Stated goal: Reproduce word for word the stretch of the records below that runs from the line containing "The component shall return one point per instance of the mirage" through the end of the records.

Exercise material:
◇ ◇ ◇

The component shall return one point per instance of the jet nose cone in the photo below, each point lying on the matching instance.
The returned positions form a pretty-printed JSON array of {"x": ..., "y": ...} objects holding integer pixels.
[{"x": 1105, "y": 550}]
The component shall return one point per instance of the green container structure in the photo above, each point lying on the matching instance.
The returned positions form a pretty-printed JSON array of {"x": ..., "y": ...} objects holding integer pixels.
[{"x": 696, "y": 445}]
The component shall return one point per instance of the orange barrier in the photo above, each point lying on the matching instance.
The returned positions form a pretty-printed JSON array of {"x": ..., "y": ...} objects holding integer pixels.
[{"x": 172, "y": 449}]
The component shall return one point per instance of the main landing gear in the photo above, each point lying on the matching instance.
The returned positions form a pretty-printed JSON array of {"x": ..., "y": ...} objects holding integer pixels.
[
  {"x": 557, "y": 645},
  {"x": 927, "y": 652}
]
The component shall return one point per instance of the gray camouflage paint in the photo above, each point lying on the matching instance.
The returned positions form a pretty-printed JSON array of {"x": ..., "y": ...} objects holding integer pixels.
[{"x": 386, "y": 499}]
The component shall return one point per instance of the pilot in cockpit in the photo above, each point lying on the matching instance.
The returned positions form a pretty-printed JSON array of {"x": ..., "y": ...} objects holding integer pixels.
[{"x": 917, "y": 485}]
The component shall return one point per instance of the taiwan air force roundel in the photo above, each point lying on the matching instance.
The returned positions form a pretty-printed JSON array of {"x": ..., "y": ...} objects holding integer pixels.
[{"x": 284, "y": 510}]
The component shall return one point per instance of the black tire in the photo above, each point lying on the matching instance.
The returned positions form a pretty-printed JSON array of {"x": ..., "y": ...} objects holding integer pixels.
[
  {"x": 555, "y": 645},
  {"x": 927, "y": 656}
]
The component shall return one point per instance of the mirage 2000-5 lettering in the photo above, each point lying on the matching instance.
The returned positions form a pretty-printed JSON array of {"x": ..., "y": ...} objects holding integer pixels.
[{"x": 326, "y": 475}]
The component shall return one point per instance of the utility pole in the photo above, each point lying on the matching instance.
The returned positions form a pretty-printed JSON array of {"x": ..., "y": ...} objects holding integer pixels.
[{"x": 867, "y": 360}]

◇ ◇ ◇

Reply:
The component shall return one point per instance of the mirage 2000-5 lettering in the photo above, each point lying on the matching instance.
The returned positions form a pretty-printed JSON array of {"x": ..., "y": ...} objects holding integer pixels.
[{"x": 326, "y": 475}]
The component shall return one point per instance of the utility pole in the photo above, each point lying on the matching instance.
The returned positions form a pretty-printed JSON array of {"x": ..., "y": ...} objects holding integer pixels.
[{"x": 867, "y": 360}]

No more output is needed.